_SHORT TASK_. Copy the items below word for word, omitting the pictures from your answer.

_LISTING_.
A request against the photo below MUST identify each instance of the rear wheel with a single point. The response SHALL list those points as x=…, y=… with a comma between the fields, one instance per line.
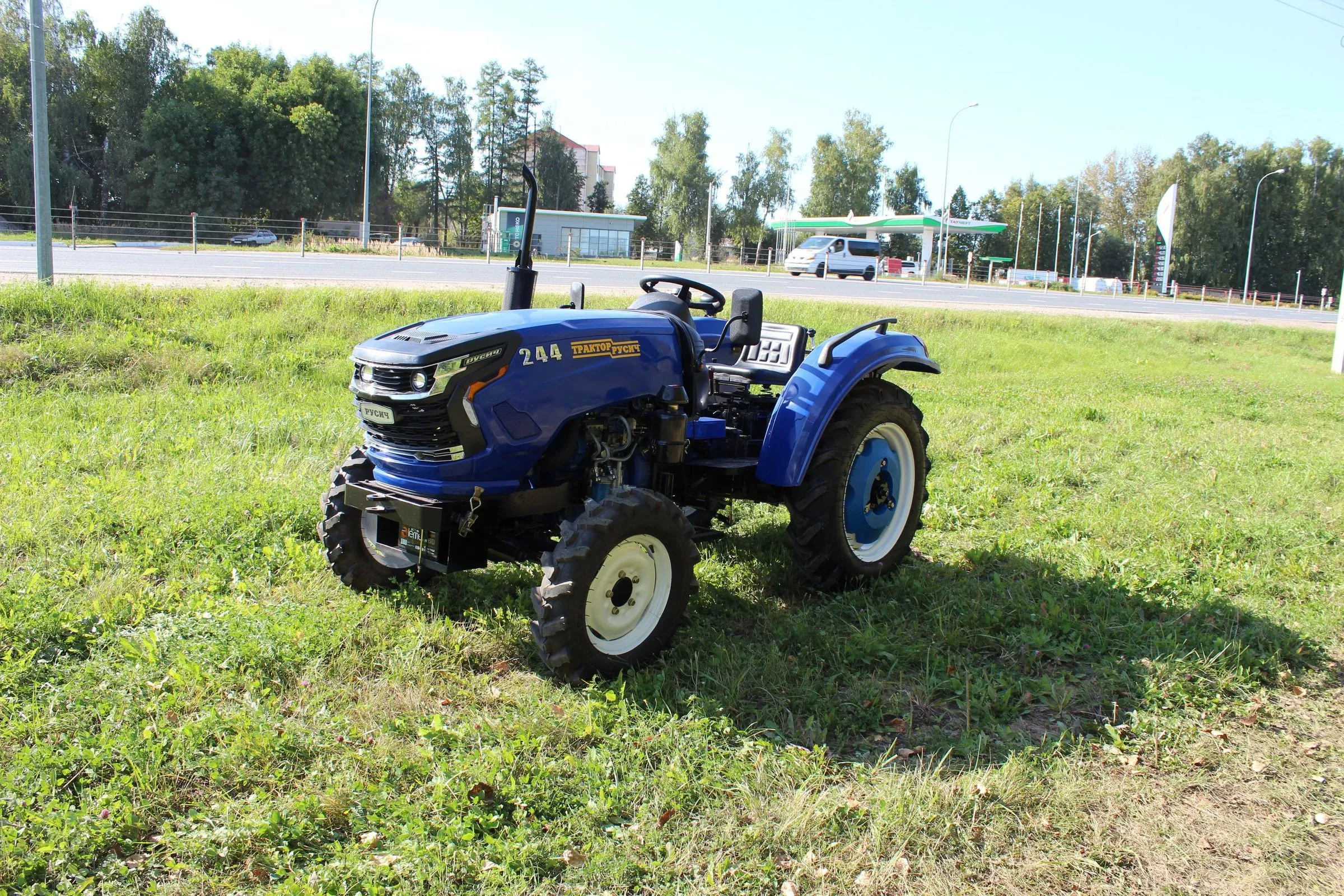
x=861, y=503
x=358, y=553
x=616, y=586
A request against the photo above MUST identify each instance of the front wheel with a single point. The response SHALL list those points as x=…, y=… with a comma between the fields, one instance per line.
x=861, y=501
x=362, y=547
x=616, y=586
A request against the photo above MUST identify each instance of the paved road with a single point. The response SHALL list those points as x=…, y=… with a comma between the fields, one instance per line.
x=244, y=267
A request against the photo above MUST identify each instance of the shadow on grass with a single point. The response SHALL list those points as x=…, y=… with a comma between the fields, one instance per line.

_RESULT_.
A request against the photo below MUST identify each instance of the rear wheel with a single point. The response SHALL list those points as x=…, y=… with a comma between the fields, one instance per line.
x=861, y=503
x=358, y=553
x=616, y=586
A request against the photo above MUST identify each instance of the front wheel with a single point. The response SHALL list those points as x=…, y=… with a comma between the fields, one instance per line.
x=861, y=501
x=362, y=547
x=616, y=586
A request against the photo above MUST identify each instance of the paved road with a single point. The response SHALL list those points as x=…, y=… with a comma between the fields, one instance per line.
x=244, y=267
A request against the photo above MUST identify each instance of the shadow on grass with a single point. The response SHALL list those points as x=…, y=… with a comma between the fields, one instance per line.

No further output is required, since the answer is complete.